→ PROBLEM STATEMENT: This task is to restate all of the entries exactly.

——————————

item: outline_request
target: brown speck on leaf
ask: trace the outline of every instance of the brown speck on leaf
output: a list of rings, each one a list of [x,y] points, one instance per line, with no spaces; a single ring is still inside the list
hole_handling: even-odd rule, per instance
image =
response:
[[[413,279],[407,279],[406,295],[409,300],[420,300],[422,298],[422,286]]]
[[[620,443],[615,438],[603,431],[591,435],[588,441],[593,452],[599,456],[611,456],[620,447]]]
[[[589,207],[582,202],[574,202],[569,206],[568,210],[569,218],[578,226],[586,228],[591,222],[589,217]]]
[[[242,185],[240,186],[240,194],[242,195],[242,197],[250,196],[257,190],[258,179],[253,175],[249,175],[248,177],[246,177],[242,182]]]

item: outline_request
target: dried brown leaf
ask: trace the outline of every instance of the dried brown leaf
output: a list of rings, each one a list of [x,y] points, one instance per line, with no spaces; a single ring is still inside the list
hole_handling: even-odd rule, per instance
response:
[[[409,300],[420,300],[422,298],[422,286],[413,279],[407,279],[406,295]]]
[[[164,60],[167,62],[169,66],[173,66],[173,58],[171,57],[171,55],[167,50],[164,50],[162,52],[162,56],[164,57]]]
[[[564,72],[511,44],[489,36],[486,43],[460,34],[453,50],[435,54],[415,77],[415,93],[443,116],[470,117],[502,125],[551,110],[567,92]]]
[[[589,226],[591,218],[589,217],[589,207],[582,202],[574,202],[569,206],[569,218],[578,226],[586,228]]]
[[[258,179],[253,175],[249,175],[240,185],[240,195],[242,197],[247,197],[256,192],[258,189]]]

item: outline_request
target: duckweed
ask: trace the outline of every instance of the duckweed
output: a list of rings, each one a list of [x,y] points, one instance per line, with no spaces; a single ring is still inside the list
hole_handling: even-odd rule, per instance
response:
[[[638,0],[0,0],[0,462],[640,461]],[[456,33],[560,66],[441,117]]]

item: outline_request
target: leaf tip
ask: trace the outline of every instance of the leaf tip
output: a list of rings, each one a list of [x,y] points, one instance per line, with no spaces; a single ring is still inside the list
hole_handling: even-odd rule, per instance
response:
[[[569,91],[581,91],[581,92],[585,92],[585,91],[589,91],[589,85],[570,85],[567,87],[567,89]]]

——————————

→ ANSWER FOR THIS EXERCISE:
item: outline_request
target: brown speck on leaf
ask: trace the outline of every instance of the brown speck on leaf
output: a list of rings, each one a list of [x,y] points, one instance per line, with no spaces; a single ring is still inside the list
hole_handling: even-odd rule, per instance
image =
response:
[[[413,279],[407,279],[406,295],[409,300],[420,300],[422,298],[422,286]]]
[[[620,443],[615,438],[603,431],[591,435],[588,441],[593,452],[599,456],[611,456],[620,447]]]
[[[589,207],[582,202],[574,202],[569,206],[568,210],[569,218],[578,226],[586,228],[591,222],[589,217]]]
[[[242,185],[240,186],[240,194],[242,195],[242,197],[250,196],[257,190],[258,179],[253,175],[249,175],[248,177],[246,177],[242,182]]]

item: outline_request
target: dried brown leaf
ask: trace the outline of every instance of the dried brown leaf
output: a list of rings, each one a list of [x,y] points, one instance per line, with no spaces; a single ring is still inside the list
hole_handling: even-odd rule, per instance
response:
[[[409,300],[420,300],[422,298],[422,286],[413,279],[407,279],[406,295]]]
[[[164,60],[167,62],[169,66],[173,66],[173,58],[171,57],[171,55],[167,50],[164,50],[162,52],[162,56],[164,57]]]
[[[564,72],[511,44],[489,36],[486,43],[460,34],[453,50],[435,54],[415,77],[415,93],[443,116],[470,117],[502,125],[551,110],[567,92]]]
[[[589,226],[591,218],[589,217],[589,207],[582,202],[574,202],[569,206],[569,218],[578,226],[586,228]]]
[[[258,179],[253,175],[249,175],[240,185],[240,195],[242,197],[247,197],[256,192],[258,189]]]

item: outline_request
target: duckweed
ask: trace the outline of every instance of the duckweed
output: a list of rings, each one a list of [x,y] points, one instance per line, with no spaces; a single ring is still inside the list
hole_handling: even-odd rule, per instance
response:
[[[638,0],[0,0],[0,462],[640,461]],[[456,33],[560,66],[441,117]]]

item: outline_request
target: leaf tip
ask: trace the outline of every instance of the leaf tip
output: a list of rings, each one a list of [x,y] points, one instance per line, with no spaces; a single ring is still inside the list
hole_handling: even-odd rule, per instance
response:
[[[569,91],[581,91],[581,92],[585,92],[585,91],[589,91],[589,85],[570,85],[567,87],[567,89]]]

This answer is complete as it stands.